IoT-enabled devices and sensors are helping us reduce air pollution in some of our world’s biggest cities, improve agriculture and our food supply, and even detect and contain deadly viruses. Confronting these challenges requires political will, as well as a new approach to business–one that puts human welfare on an equal footing with profits. It also calls for innovative technology. We are already starting to see how the Internet of Things (IoT)—which connects everyday objects to the Internet—can help us transform our world for the better.
- Cleaner air and water
The Internet of Things can help cities improve public health. Cities suffering from chronic pollution, such as New Delhi and Beijing, are beginning to deploy sensor networks designed to alert residents when levels are dangerously high. In London approximately 9,000 deaths per year are attributed to air pollution. Drayson Technologies is currently testing sensors that are distributed to bicycle couriers and fuel-cell cars. The sensors, which transmit data to smartphones via Bluetooth, allow Drayson to create real-time maps showing air pollution levels around the city.
2. Smarter cities
Cities are great incubators for IoT-based systems that make urban life more attractive, such as fast, convenient transportation systems, safe street lighting, and energy-efficient buildings. The IoT-enabled urban services have dramatically reduced traffic jams and pollution, as well as water, light, and energy usage. Many other cities are also putting the Internet of Things to work. One example is Chicago where they tests a city-wide network of sensors called the “Array of Things”. The sensors serve as a sort of fitness tracker for the city, collecting data on air quality, climate, traffic, and other metrics. The information is sent to an open data portal where user groups can consume it for a range of applications.
3. Connecting patients
The Internet of Things can transform the healthcare industry by helping doctors gain faster access to patients’ data. Wearable, Internet-connected sensor devices that track a patient’s heart rate, pulse, or even blood pressure are increasingly affordable, compact and accurate. While there is still some debate over how to safely collect, transmit and use this data, wearables are one of the most promising IoT applications in healthcare.

RECORDS SUPPLIED:
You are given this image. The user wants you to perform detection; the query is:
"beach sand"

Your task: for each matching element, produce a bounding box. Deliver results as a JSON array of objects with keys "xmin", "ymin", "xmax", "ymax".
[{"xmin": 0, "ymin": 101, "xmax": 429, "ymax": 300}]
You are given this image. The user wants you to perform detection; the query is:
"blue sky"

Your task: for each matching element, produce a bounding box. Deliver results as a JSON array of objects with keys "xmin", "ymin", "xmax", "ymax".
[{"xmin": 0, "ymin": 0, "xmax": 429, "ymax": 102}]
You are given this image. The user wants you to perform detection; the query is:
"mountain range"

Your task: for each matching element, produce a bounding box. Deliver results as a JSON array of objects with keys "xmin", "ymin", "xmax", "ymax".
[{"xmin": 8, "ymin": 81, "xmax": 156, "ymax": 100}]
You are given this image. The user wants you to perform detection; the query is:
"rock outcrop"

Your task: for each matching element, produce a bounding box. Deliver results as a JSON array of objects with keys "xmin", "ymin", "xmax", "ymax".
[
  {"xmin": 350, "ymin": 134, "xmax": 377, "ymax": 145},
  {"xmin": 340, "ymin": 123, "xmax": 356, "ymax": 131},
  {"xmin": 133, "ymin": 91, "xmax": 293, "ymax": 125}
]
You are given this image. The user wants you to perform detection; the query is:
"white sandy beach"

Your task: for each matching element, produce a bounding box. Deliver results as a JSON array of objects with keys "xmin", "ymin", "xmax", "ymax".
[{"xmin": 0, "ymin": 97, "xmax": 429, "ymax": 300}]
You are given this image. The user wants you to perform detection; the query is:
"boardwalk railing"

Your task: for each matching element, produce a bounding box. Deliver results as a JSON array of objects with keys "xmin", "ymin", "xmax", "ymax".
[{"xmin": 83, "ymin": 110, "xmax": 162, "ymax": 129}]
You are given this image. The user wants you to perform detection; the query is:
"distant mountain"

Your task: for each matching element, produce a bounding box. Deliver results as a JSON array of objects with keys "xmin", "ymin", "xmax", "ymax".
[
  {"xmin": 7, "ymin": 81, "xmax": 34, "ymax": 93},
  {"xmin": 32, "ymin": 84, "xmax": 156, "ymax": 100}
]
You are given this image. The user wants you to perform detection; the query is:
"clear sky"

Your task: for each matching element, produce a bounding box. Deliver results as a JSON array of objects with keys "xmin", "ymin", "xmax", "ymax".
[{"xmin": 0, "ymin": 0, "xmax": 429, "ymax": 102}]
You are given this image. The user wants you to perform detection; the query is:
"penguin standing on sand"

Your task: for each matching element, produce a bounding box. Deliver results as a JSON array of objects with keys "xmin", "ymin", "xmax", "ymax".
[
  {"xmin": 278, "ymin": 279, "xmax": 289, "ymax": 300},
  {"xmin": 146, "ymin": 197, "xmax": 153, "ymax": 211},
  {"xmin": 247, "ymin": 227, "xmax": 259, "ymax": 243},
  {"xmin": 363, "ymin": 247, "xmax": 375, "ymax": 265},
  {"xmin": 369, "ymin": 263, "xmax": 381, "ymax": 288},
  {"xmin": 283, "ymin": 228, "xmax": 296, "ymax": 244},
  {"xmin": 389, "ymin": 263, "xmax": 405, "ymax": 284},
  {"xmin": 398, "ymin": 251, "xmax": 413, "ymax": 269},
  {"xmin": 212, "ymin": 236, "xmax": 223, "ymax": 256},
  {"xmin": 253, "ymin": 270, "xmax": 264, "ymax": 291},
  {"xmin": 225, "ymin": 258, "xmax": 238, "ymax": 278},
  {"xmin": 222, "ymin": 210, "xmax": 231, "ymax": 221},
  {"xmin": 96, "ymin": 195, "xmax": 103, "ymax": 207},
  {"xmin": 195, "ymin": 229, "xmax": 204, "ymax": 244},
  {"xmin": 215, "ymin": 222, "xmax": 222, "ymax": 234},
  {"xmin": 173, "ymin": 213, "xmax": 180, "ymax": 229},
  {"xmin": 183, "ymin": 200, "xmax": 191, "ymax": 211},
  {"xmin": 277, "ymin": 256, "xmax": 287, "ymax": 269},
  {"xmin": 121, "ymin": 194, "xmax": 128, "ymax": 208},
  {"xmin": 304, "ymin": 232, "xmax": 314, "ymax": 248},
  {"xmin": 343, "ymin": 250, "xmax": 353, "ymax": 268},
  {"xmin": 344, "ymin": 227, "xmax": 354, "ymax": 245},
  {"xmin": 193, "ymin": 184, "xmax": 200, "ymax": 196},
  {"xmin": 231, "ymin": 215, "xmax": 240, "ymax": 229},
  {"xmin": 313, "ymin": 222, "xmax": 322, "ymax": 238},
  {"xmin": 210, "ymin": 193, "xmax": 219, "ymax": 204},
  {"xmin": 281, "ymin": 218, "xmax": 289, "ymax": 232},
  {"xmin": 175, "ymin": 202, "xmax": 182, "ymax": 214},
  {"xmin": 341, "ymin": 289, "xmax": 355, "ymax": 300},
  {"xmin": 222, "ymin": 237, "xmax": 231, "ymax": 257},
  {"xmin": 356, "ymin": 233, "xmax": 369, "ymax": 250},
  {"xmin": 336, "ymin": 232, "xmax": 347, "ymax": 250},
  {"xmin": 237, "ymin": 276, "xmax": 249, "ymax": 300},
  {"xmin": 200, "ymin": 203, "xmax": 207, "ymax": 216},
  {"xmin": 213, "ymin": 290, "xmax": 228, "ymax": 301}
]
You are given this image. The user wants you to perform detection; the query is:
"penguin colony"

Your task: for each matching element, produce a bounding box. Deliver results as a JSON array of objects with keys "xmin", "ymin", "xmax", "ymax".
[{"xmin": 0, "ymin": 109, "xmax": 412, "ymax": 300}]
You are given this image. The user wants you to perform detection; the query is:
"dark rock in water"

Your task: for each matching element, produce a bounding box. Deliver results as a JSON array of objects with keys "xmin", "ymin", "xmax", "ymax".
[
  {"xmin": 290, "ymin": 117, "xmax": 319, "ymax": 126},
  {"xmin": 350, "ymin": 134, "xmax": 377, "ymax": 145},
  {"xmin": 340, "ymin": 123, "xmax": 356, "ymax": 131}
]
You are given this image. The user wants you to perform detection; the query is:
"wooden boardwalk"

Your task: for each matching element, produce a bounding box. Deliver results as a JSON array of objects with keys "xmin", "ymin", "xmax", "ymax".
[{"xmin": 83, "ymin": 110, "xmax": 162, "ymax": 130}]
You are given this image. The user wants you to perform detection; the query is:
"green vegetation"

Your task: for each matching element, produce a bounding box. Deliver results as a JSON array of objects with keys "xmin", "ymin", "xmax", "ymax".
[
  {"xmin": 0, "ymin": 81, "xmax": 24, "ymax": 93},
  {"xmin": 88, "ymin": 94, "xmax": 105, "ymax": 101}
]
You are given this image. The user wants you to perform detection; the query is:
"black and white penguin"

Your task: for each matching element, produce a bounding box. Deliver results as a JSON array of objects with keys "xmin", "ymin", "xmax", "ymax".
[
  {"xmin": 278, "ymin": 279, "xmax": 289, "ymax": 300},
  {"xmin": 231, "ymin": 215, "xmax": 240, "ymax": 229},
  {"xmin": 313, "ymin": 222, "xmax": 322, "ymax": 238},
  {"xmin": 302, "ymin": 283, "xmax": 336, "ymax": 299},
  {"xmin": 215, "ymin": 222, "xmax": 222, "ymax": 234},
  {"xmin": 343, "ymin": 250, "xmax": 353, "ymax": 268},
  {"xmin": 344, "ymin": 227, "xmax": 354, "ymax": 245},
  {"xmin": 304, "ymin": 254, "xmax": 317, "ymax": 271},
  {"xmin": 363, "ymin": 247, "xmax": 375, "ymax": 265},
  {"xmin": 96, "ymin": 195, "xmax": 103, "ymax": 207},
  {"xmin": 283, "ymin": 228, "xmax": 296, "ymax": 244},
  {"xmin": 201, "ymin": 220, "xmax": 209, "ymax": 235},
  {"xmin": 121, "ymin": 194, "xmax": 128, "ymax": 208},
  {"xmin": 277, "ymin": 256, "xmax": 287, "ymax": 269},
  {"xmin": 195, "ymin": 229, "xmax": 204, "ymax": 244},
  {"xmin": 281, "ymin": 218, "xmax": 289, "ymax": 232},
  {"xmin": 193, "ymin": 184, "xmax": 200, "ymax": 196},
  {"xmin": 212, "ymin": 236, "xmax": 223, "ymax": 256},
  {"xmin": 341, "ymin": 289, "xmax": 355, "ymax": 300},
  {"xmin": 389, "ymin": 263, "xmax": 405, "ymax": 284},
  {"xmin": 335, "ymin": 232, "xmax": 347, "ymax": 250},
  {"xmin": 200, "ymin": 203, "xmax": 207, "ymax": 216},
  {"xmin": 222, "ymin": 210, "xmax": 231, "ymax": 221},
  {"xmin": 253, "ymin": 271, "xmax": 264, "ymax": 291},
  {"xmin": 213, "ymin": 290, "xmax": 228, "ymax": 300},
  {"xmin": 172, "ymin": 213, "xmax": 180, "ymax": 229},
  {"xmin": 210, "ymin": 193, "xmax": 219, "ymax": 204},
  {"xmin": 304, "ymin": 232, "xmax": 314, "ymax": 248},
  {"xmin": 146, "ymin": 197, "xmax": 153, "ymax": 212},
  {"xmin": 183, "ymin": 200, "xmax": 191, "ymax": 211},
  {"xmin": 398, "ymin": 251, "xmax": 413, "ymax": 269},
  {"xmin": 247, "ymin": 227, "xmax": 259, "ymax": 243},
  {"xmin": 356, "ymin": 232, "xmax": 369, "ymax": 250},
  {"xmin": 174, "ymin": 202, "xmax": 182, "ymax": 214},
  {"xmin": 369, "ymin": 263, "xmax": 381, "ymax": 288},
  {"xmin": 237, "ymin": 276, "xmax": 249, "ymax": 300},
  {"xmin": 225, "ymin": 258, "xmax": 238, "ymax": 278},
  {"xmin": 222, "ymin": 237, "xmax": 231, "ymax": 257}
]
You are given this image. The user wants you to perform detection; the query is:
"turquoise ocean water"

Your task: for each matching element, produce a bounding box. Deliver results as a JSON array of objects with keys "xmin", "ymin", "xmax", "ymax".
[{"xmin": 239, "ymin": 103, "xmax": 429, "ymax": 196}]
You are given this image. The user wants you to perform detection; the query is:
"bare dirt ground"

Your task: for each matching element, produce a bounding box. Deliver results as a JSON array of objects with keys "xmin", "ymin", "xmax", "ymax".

GOAL OF THE EXERCISE: Can you return the passage of the Internet of Things text between "- Cleaner air" and "around the city.", inclusive, word for word?

SOLUTION TO THE EXERCISE:
- Cleaner air and water
The Internet of Things can help cities improve public health. Cities suffering from chronic pollution, such as New Delhi and Beijing, are beginning to deploy sensor networks designed to alert residents when levels are dangerously high. In London approximately 9,000 deaths per year are attributed to air pollution. Drayson Technologies is currently testing sensors that are distributed to bicycle couriers and fuel-cell cars. The sensors, which transmit data to smartphones via Bluetooth, allow Drayson to create real-time maps showing air pollution levels around the city.